_To do_
Return each line of the entries below that contains the word "Find", copied unchanged.

|---|

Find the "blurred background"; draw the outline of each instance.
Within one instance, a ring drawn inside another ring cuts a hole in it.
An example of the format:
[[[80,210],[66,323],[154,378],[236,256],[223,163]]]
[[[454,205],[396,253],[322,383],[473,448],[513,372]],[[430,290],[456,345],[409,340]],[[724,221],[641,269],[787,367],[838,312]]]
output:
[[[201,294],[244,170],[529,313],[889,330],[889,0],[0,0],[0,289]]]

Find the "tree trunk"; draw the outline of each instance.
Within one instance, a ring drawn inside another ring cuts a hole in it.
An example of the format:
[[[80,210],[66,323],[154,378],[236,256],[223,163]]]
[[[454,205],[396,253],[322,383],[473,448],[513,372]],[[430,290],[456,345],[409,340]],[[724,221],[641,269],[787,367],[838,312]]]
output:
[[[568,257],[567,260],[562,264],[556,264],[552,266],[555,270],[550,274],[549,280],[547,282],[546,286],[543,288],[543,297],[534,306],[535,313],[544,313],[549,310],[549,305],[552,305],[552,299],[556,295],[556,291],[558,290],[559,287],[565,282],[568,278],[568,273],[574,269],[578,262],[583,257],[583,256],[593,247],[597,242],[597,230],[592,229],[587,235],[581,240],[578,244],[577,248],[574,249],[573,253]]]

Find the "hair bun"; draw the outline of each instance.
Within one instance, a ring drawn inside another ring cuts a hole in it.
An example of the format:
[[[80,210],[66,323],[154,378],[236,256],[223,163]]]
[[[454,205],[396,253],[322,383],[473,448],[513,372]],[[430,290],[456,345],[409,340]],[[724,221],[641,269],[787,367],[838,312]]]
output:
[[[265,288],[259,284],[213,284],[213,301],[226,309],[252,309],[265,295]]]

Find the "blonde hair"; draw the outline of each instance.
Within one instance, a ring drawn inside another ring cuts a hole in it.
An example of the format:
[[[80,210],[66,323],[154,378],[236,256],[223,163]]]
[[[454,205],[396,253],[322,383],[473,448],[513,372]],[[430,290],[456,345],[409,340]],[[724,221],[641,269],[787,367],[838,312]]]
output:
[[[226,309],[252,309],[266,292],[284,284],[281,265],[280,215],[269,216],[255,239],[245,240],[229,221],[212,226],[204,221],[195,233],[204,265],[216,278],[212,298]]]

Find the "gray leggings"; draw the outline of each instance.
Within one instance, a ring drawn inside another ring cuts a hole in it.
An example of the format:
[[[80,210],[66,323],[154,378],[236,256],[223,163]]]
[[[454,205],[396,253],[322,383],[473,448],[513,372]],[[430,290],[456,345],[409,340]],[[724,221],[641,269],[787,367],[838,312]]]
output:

|---|

_Written response_
Find the "blurred background"; draw the outline of each instance.
Find the "tree trunk"; draw the outline of each instance.
Find the "hair bun"; draw the outline of each instance.
Find the "blonde hair"; draw the outline of each instance.
Find the "gray leggings"; draw the outline of each instance.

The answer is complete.